Referring expression pointing data
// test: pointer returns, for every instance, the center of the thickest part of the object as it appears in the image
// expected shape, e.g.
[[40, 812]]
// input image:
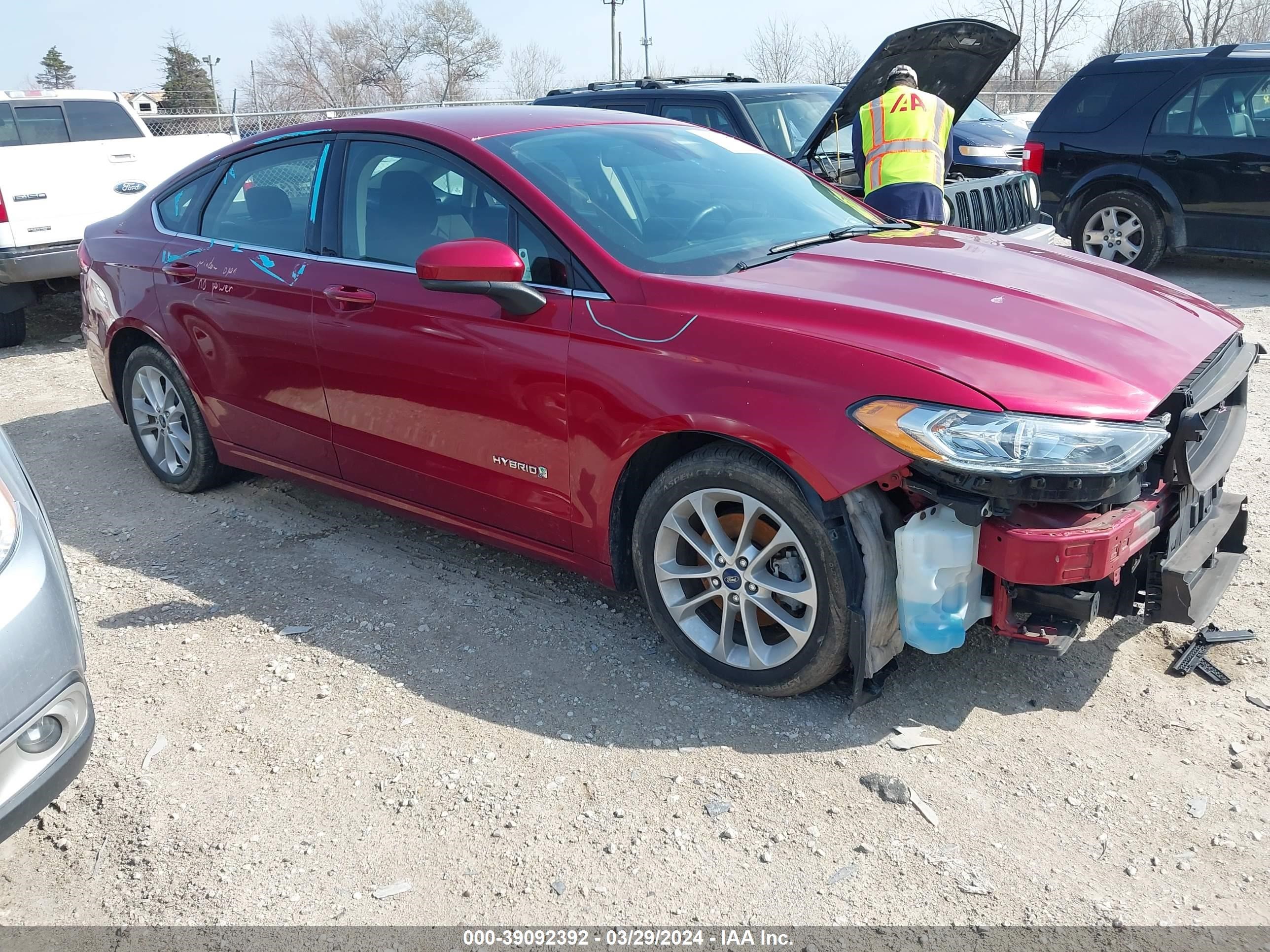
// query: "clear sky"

PROBLEM
All entries above must be printed again verbatim, with images excluded.

WRITTEN REPLY
// test: pointer returns, for every instance, the center of the thickest part of the object as it appears in the image
// expected shape, e.g.
[[40, 812]]
// input image:
// query: "clear sky"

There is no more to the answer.